_Goal of the exercise_
Pick out every line of the entries below that contains the word "icon", and copy each of those lines.

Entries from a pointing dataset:
## START

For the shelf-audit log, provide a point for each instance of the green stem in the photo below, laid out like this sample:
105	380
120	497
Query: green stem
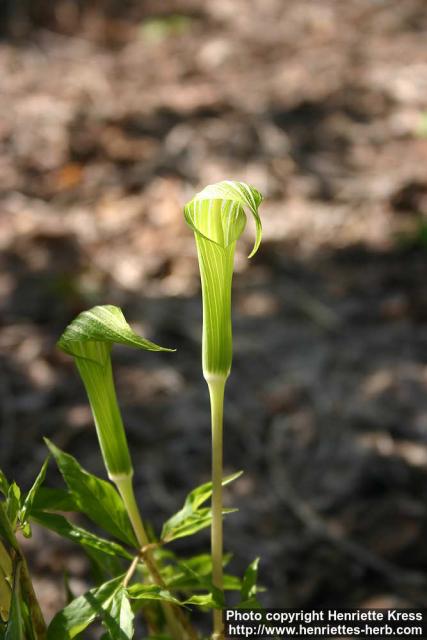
216	384
172	614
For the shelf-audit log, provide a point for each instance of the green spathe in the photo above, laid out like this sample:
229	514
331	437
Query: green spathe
89	339
217	217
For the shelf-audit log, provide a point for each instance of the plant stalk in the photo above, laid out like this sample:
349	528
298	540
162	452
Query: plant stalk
178	626
216	384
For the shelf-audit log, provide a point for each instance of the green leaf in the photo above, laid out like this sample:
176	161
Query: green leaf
30	497
66	529
89	339
249	586
101	325
148	592
195	573
4	484
6	579
119	618
202	600
217	217
6	531
13	503
103	567
48	499
15	629
95	497
192	518
82	611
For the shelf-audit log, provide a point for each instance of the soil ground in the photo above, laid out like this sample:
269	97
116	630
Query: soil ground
105	132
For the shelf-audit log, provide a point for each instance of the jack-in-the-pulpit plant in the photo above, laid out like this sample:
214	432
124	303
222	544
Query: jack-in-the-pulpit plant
137	577
89	339
217	217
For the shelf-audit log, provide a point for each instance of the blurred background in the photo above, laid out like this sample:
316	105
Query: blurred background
112	115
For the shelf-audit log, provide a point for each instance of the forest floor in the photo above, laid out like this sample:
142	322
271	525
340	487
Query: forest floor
322	106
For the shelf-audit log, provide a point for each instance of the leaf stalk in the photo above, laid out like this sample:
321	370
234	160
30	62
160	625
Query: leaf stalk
177	623
216	385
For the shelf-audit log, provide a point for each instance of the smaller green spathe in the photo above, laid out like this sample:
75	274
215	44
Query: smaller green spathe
217	217
89	339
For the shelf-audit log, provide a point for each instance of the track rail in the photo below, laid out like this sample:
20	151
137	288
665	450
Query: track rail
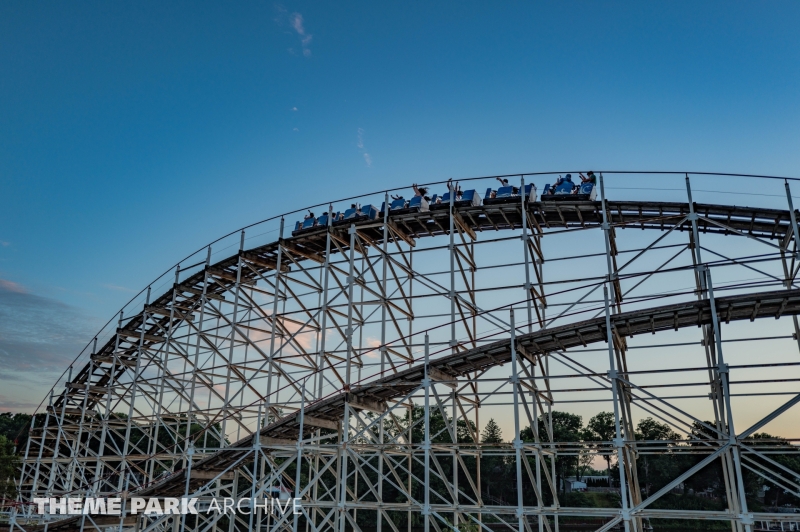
768	224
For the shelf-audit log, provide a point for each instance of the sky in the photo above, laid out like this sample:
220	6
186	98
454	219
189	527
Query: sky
132	134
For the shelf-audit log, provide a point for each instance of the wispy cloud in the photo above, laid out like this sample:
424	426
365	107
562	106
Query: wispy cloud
305	38
11	286
39	337
360	144
296	22
118	288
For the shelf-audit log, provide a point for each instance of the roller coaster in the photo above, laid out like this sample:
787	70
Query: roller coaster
352	361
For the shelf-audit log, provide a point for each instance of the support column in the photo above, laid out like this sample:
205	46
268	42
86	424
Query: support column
728	473
518	457
619	442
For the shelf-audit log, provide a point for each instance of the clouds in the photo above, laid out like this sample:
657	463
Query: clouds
305	38
360	144
39	336
296	22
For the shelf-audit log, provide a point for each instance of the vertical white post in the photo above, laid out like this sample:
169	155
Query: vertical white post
299	452
517	439
426	444
619	443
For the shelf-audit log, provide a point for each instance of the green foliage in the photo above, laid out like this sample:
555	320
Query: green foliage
8	467
492	433
601	428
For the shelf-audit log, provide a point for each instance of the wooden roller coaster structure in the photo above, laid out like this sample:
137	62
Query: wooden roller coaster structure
314	365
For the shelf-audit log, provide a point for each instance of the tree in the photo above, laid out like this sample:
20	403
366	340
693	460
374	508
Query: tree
493	466
602	428
8	468
656	470
492	433
567	428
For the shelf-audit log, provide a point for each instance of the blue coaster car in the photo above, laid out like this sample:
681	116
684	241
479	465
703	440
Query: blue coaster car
323	220
304	226
469	198
401	206
568	191
366	212
509	195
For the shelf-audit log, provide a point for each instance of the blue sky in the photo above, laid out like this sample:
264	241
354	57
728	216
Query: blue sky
133	133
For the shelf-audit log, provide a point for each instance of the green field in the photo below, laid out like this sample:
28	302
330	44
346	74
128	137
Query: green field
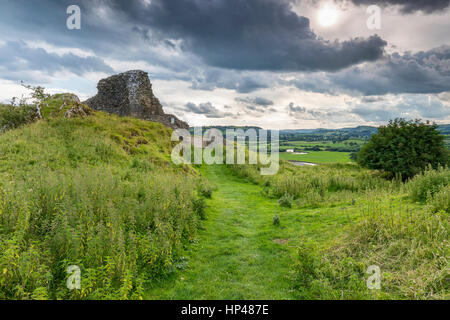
318	157
101	192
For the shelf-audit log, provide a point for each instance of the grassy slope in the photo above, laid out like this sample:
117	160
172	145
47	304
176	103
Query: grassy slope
96	192
238	254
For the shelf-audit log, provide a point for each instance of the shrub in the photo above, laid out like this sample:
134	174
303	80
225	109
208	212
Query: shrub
426	184
15	116
440	201
404	148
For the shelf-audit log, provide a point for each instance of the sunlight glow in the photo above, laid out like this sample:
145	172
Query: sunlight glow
328	15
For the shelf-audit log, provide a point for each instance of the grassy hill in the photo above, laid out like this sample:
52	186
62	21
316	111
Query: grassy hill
96	191
100	192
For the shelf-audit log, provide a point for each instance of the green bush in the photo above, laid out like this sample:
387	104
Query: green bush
440	201
404	148
15	116
426	184
286	200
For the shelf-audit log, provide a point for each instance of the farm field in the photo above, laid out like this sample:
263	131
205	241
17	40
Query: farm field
318	157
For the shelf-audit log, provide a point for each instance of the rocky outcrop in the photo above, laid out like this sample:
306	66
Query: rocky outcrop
131	94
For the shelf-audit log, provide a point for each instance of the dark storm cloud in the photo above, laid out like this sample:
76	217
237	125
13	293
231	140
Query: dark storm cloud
231	34
252	35
260	101
422	72
409	6
409	106
17	56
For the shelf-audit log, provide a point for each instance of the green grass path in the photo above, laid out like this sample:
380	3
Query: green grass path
239	253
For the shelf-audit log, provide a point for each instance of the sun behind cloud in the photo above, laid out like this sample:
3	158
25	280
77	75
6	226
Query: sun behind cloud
328	15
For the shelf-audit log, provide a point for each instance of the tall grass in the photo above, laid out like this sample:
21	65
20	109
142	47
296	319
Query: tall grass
99	193
409	242
320	185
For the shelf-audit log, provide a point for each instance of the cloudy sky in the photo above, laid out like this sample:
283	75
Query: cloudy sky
272	63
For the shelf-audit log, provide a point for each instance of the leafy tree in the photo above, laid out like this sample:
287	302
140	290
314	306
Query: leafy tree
404	148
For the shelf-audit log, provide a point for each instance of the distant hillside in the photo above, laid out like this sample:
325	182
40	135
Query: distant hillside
223	129
360	132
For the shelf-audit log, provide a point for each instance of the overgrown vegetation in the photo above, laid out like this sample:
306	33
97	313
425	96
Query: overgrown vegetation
401	227
404	148
97	191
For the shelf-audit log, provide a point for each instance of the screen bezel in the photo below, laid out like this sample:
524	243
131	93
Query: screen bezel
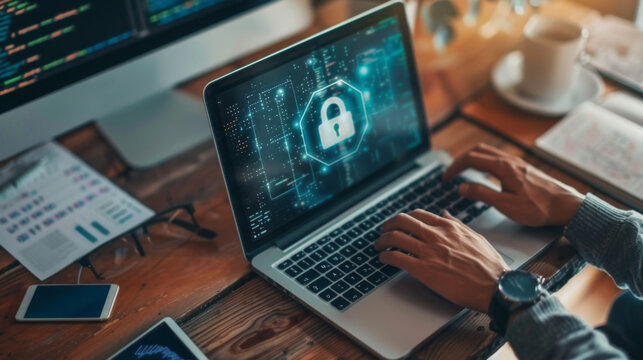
313	219
106	311
176	329
172	34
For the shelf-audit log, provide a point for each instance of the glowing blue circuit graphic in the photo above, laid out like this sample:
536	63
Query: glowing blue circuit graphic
287	157
156	350
330	139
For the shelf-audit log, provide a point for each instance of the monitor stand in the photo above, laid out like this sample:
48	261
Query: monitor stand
156	129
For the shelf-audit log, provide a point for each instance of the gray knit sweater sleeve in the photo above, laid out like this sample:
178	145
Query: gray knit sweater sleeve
608	238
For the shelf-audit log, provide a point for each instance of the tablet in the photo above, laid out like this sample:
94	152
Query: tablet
164	340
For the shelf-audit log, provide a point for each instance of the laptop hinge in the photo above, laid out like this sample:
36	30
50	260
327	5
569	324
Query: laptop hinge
346	203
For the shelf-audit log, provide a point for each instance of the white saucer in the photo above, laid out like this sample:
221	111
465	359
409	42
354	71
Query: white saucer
507	75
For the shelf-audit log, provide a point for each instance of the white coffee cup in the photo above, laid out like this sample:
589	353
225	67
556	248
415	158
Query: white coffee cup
550	49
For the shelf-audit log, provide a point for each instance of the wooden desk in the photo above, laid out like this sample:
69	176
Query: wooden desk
208	287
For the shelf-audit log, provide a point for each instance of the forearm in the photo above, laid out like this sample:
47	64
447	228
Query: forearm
548	331
610	239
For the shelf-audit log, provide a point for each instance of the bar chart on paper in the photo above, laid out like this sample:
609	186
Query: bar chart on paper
60	209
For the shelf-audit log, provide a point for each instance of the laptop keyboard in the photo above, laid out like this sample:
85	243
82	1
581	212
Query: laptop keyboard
343	266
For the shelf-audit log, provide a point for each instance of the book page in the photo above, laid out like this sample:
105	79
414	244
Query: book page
600	143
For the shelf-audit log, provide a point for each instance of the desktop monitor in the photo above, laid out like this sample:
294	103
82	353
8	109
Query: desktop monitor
64	63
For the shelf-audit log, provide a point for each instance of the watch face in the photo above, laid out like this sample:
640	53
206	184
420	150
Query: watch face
519	286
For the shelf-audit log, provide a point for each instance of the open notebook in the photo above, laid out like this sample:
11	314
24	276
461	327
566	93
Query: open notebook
601	146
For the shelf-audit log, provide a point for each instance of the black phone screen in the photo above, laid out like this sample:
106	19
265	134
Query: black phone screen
67	301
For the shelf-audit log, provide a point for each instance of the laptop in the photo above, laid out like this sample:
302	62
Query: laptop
319	144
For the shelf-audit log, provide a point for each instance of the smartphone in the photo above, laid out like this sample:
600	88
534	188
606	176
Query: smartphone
68	302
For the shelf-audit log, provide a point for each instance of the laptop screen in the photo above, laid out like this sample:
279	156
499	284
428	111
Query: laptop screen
300	133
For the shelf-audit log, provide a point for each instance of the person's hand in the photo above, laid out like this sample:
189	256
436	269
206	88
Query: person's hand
448	257
528	195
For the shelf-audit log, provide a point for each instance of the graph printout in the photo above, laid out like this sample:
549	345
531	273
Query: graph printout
60	209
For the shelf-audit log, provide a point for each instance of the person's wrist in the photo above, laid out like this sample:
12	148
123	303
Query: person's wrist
565	207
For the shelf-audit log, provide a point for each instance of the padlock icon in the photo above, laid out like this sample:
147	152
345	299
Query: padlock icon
337	129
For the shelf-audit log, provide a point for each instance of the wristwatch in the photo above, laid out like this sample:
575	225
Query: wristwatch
516	290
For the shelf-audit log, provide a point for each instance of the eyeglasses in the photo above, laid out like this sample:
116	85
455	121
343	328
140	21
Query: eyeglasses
167	230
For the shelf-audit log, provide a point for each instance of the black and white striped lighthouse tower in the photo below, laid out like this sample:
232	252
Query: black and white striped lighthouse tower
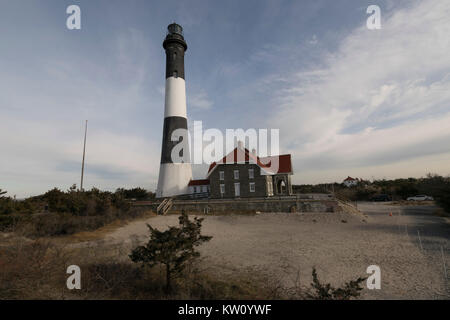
175	171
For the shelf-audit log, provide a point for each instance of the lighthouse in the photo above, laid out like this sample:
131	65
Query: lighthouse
175	170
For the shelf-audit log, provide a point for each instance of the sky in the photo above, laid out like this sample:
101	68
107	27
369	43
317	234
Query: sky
348	101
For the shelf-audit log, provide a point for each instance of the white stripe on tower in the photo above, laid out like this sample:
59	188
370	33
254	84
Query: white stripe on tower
174	174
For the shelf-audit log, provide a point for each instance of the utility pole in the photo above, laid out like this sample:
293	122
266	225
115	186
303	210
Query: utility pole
84	153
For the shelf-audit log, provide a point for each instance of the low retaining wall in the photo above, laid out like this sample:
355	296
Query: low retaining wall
250	205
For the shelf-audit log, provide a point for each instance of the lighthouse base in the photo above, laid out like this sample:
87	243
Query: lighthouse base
173	179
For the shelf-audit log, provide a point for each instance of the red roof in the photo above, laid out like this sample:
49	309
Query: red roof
271	164
201	182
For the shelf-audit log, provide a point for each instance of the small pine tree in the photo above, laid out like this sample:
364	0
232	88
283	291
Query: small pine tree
324	291
172	248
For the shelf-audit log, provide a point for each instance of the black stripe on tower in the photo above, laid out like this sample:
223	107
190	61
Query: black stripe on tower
175	47
170	125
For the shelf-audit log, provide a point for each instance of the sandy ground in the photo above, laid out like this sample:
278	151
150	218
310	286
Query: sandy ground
340	245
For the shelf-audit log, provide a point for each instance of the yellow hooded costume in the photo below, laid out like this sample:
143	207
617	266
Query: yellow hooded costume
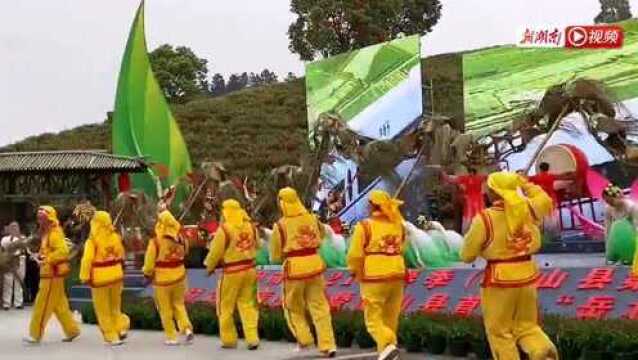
164	264
376	259
506	235
101	268
296	240
234	249
54	267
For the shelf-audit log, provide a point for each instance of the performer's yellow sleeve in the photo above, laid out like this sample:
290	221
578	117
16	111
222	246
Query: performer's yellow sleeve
540	203
275	245
322	229
216	252
356	253
60	251
149	259
87	261
474	240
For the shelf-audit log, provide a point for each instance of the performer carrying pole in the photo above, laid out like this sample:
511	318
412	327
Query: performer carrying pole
101	268
164	264
12	291
507	235
376	260
53	259
234	249
296	240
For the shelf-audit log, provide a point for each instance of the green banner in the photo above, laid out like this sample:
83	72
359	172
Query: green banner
143	125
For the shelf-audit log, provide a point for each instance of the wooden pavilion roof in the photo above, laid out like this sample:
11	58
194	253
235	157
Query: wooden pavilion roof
68	161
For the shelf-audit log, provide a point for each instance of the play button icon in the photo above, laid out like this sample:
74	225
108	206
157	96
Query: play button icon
576	37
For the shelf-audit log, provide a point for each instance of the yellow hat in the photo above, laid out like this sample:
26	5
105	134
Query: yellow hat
506	185
51	214
167	225
388	206
101	224
290	204
233	212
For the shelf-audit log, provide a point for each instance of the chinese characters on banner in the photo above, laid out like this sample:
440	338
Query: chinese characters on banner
586	293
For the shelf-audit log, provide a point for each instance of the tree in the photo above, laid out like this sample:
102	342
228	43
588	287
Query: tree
331	27
180	73
268	77
290	77
218	85
613	11
237	82
255	80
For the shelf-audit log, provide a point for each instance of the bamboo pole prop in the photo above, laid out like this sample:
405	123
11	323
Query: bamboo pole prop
547	137
405	181
191	200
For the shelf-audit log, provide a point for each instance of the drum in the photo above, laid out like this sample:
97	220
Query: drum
564	158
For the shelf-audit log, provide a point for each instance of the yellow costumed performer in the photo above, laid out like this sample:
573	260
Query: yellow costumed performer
164	264
54	267
234	249
506	235
376	260
296	239
102	270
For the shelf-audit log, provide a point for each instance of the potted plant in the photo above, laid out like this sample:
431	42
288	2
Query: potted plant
625	345
458	338
478	339
412	333
273	325
343	328
437	339
596	340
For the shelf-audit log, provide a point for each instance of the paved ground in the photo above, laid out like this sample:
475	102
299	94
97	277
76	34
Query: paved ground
141	345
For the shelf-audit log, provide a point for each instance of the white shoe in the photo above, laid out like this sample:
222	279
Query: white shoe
302	349
389	353
189	337
329	354
30	341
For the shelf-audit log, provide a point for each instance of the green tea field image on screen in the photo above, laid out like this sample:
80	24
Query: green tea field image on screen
375	90
500	82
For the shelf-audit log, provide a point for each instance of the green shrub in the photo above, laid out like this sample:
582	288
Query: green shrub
273	324
413	332
458	335
437	339
204	319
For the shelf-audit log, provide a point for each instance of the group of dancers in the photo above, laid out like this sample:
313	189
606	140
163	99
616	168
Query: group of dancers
505	234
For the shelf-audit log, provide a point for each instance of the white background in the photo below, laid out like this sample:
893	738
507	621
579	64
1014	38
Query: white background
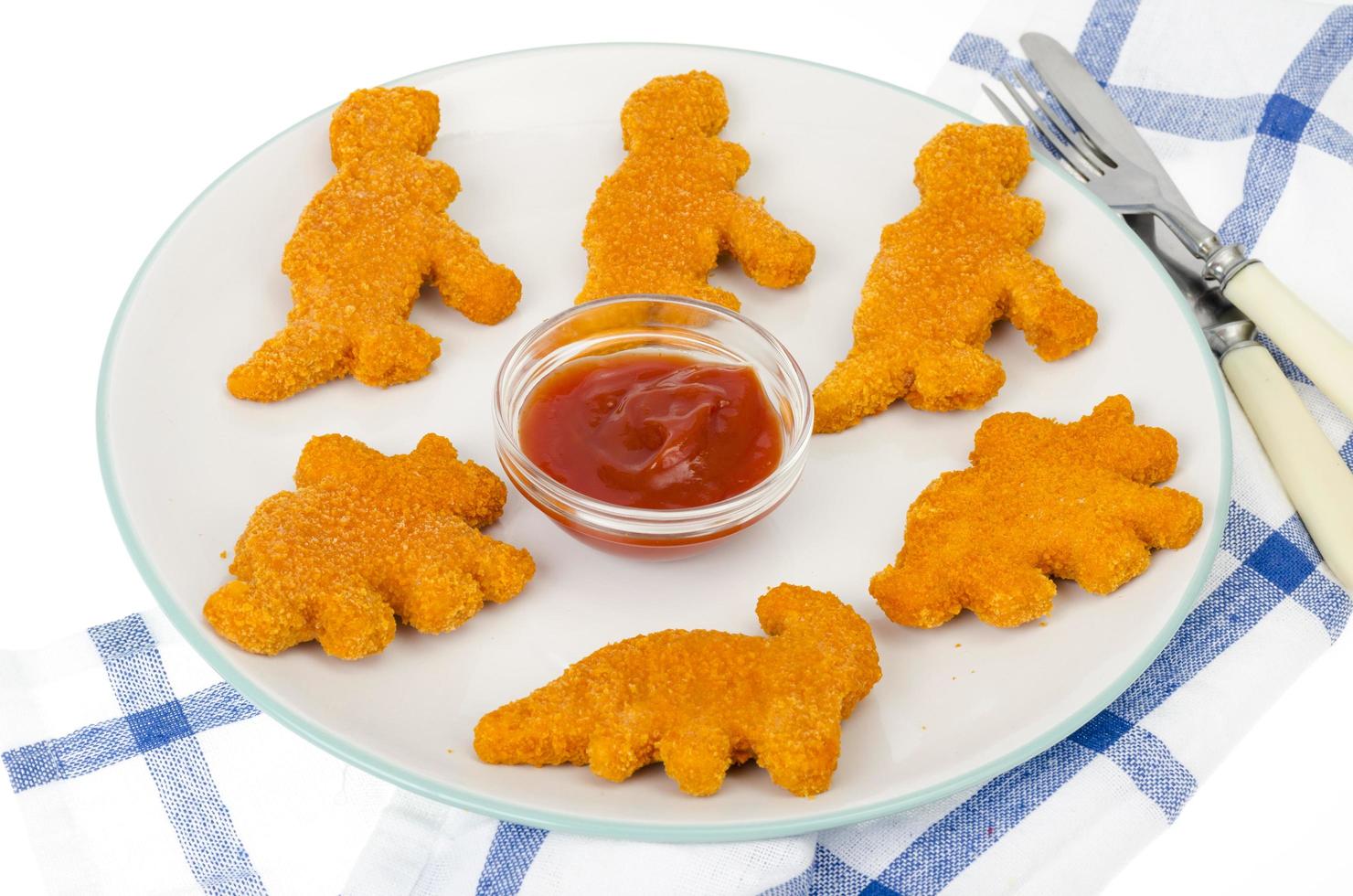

## END

_Solution for this exercise_
For the shelf-audit log, provide a point for each instance of the padlock icon in the photo above, laid out like this sample:
Query: padlock icon
For the shelf-audit log, provide a point for each instance of the play button icon in the photo above, laid out like this sample:
Query: play button icon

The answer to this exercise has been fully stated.